▶ TO DO:
The line containing "Can you detect every concrete" marks the start, and the last line of the records below marks the end. Print that run exactly and nothing else.

Dataset entries:
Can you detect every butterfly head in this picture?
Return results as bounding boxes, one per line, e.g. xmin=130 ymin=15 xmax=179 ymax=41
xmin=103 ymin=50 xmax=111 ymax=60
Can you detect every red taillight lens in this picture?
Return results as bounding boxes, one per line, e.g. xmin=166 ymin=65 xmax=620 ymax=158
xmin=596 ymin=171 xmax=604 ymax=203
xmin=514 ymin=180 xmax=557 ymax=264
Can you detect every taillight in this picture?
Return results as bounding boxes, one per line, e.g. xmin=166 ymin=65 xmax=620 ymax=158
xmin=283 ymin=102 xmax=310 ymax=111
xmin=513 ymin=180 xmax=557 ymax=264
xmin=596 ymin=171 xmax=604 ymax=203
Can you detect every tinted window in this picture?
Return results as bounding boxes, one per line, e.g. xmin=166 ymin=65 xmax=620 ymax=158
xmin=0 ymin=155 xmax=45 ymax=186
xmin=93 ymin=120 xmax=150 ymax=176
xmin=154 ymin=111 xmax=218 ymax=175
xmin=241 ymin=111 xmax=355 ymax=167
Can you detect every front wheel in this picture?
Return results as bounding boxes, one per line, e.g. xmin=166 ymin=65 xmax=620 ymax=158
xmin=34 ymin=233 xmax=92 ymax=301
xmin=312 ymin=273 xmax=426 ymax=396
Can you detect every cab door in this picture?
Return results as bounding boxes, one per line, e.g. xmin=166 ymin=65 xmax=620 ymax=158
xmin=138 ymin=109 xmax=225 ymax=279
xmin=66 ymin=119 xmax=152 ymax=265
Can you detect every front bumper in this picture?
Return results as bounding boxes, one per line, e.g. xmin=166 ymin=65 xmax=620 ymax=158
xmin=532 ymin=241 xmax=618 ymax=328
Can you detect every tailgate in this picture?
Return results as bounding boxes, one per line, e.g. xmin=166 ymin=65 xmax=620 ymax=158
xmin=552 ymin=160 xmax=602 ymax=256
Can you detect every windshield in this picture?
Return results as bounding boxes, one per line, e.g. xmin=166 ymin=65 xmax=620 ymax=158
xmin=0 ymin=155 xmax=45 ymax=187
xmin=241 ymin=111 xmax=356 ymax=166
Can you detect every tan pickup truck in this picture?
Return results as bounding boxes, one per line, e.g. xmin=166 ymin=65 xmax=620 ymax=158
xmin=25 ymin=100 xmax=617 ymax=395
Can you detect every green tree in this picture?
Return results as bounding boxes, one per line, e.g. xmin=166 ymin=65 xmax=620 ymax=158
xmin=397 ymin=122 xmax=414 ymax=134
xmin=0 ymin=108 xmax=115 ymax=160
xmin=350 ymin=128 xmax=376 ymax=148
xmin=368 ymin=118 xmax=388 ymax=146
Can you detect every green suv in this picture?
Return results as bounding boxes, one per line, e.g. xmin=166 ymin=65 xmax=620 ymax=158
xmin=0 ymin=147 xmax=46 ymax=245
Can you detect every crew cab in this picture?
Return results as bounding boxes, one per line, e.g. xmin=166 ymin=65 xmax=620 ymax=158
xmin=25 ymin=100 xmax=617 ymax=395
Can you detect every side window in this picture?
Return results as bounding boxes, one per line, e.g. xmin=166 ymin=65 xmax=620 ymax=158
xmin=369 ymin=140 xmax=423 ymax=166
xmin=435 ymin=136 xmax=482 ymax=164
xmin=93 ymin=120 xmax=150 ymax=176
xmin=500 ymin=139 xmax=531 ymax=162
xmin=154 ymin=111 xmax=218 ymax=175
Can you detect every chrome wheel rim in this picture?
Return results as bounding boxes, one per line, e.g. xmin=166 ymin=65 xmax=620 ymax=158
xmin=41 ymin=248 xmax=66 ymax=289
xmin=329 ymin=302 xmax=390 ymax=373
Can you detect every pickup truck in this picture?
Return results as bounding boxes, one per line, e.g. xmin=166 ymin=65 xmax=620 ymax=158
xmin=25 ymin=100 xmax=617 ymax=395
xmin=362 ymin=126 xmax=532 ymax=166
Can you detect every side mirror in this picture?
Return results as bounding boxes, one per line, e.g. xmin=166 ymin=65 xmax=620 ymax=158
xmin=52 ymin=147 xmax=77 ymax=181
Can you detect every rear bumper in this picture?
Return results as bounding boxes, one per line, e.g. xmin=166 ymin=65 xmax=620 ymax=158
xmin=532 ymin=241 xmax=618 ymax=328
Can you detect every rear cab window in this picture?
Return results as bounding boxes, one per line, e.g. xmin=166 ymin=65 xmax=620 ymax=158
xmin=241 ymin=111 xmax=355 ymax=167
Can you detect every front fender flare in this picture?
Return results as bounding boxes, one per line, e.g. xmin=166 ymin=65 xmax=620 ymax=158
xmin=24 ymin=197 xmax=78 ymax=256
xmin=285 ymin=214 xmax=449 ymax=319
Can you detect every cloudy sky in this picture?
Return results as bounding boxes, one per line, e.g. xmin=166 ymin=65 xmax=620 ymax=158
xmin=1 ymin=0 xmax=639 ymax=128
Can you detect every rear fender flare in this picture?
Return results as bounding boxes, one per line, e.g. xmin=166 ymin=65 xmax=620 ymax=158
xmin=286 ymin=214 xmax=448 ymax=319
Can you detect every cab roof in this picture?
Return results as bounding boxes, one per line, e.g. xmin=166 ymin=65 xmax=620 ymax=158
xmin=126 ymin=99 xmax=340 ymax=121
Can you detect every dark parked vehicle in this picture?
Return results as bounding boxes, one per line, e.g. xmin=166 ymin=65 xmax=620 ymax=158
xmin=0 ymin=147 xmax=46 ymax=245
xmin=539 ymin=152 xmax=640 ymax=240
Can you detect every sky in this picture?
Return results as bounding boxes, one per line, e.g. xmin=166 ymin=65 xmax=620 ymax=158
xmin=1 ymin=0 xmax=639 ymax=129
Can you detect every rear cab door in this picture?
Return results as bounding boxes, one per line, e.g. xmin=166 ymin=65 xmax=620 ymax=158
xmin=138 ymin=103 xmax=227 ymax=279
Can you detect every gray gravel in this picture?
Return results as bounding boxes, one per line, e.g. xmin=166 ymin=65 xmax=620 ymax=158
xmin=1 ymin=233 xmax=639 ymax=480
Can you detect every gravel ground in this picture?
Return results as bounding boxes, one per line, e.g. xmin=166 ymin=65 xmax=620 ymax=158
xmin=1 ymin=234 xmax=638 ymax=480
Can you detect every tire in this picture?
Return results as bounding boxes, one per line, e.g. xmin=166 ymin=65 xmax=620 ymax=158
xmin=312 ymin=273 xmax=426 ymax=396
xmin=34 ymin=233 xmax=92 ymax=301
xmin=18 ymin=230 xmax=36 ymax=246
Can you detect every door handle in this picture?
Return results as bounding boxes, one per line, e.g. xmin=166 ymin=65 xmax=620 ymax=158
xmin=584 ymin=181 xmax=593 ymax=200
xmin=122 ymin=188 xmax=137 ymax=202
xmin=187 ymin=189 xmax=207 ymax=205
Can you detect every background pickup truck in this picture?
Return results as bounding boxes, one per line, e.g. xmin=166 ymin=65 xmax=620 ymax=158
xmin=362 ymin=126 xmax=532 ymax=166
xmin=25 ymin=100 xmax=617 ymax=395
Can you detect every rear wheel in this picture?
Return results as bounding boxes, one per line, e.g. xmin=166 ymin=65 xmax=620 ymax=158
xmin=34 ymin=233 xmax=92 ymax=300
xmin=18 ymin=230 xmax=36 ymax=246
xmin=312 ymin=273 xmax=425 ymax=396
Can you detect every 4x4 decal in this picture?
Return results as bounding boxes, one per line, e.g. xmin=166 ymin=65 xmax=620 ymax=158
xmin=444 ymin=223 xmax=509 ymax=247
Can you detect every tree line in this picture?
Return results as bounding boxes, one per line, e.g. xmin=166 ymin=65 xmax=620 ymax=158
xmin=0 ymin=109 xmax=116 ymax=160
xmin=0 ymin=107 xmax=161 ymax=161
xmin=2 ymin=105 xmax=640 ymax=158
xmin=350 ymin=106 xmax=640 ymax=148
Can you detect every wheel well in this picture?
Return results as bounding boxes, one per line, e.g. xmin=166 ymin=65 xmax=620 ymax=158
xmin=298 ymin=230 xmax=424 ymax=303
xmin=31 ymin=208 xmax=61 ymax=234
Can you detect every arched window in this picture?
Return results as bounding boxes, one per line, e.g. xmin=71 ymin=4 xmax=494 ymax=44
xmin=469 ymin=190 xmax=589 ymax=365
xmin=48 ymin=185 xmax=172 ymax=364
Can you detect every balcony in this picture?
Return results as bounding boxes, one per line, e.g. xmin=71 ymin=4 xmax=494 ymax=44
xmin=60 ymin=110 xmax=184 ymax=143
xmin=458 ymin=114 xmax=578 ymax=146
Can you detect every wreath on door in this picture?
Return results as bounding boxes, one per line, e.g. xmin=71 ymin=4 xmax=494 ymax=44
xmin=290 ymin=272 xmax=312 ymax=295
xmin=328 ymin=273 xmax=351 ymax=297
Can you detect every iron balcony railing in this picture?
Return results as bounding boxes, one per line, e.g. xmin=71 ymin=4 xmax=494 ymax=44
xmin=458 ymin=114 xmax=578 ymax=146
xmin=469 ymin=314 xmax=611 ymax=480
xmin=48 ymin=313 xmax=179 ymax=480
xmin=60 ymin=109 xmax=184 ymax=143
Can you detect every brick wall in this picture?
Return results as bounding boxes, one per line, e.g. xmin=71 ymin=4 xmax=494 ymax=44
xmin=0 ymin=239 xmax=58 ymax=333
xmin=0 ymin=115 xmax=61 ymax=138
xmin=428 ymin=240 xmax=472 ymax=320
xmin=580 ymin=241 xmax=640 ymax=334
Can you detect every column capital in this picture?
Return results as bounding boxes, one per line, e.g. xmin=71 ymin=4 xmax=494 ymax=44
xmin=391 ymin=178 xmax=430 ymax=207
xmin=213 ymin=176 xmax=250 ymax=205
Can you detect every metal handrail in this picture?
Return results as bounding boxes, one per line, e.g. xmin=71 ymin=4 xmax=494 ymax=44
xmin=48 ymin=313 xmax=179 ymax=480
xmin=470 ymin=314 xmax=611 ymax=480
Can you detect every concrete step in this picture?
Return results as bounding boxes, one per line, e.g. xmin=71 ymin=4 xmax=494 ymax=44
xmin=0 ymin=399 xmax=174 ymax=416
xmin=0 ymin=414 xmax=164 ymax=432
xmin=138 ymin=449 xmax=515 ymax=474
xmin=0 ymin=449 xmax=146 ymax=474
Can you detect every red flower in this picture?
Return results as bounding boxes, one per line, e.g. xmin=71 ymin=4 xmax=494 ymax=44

▶ WORKED SOLUTION:
Can you detect every concrete step in this picture?
Return results as bounding boxes, one per line, e.g. xmin=71 ymin=4 xmax=494 ymax=44
xmin=0 ymin=399 xmax=174 ymax=416
xmin=0 ymin=414 xmax=164 ymax=432
xmin=138 ymin=449 xmax=515 ymax=474
xmin=0 ymin=449 xmax=146 ymax=474
Can you detect every red flower in this picture?
Return results as bounding boxes, one per line, e.g. xmin=71 ymin=4 xmax=494 ymax=44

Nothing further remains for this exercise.